◆ SUAS TAREFAS ◆
a – Resuma em duas frases o texto sobre a MPB e a história do Brasil.
b – Transcreva um trecho do texto sobre a MPB e a história do Brasil: comece nas palavras que contêm "Haveria contradição entre" e pare depois de "na crítica social.".

##### TRECHO DO DOCUMENTO

Espelhos (clique)

Por: José Carlos Sebe Bom Meihy


Haveria contradição entre as visões de Caetano Veloso e Cazuza sobre Nova York?.

Para as pessoas atentas à MPB há algo que sempre surpreende: o efeito cumulativo e as idéias desdobradas, promovidas pela seqüência de temas. Juntas e seriadas, elas formulam diálogos abertos àqueles que vêem na música uma forma de estudar a História do Brasil. Há exemplos memoráveis. Seja nas imagens das mulheres, na modernização de aparelhos como telefone, nas transformações dos vícios – do cigarro à maconha, por exemplo – ou na crítica social.

##########
##### DADOS PARA REVISÃO

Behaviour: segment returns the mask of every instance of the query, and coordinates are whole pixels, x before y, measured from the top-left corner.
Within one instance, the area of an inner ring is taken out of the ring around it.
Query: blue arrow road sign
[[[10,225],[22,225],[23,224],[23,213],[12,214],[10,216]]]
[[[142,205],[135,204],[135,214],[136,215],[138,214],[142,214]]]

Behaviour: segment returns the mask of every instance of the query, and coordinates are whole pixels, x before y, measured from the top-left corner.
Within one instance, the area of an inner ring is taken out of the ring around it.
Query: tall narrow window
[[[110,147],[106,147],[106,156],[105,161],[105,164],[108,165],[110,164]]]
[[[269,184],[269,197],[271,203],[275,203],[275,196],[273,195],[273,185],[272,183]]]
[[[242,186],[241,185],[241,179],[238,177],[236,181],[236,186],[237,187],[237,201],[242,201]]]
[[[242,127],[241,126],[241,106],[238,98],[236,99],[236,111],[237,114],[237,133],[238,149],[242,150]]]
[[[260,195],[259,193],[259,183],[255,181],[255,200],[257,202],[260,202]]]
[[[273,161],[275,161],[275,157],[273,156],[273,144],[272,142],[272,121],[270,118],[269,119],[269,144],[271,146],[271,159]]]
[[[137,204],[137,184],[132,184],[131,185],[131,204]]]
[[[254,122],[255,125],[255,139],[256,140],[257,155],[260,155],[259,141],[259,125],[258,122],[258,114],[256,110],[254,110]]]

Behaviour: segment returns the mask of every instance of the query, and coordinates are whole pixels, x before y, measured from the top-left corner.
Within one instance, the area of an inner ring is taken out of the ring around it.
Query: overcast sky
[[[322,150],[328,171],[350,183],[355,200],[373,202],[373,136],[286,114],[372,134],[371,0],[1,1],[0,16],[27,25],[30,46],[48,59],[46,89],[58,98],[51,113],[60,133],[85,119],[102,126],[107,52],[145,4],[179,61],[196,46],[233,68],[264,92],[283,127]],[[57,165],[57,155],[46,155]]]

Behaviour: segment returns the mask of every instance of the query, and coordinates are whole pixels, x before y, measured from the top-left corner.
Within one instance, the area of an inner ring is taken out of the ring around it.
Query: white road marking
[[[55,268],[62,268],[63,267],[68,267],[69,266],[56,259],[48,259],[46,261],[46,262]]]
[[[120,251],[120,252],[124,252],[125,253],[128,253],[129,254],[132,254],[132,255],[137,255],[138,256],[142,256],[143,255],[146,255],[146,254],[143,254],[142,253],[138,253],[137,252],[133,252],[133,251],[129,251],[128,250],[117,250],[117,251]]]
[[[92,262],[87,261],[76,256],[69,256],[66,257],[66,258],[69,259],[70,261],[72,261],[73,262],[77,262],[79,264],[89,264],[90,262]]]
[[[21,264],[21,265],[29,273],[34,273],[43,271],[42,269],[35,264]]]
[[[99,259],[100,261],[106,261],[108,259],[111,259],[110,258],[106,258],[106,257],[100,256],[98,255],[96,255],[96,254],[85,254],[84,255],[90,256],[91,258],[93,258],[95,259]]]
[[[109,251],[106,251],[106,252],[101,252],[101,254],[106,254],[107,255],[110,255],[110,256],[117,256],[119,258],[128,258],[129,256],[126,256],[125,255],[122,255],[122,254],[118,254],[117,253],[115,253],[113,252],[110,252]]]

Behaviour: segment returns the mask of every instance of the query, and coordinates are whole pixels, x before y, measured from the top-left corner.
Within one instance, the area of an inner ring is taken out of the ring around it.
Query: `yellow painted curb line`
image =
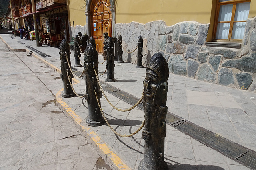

##########

◆ RESPOSTAS DOS EXERCÍCIOS ◆
a – O texto pergunta se haveria contradição entre as visões de Caetano Veloso e Cazuza sobre Nova York e observa que, na MPB, a sequência de temas produz um efeito cumulativo que surpreende quem a acompanha. Juntas e seriadas, as ideias formam diálogos para quem estuda a história do Brasil pela música, como nas imagens das mulheres, na modernização de aparelhos como o telefone, nas transformações dos vícios e na crítica social.

b –
Haveria contradição entre as visões de Caetano Veloso e Cazuza sobre Nova York?.

Para as pessoas atentas à MPB há algo que sempre surpreende: o efeito cumulativo e as idéias desdobradas, promovidas pela seqüência de temas. Juntas e seriadas, elas formulam diálogos abertos àqueles que vêem na música uma forma de estudar a História do Brasil. Há exemplos memoráveis. Seja nas imagens das mulheres, na modernização de aparelhos como telefone, nas transformações dos vícios – do cigarro à maconha, por exemplo – ou na crítica social.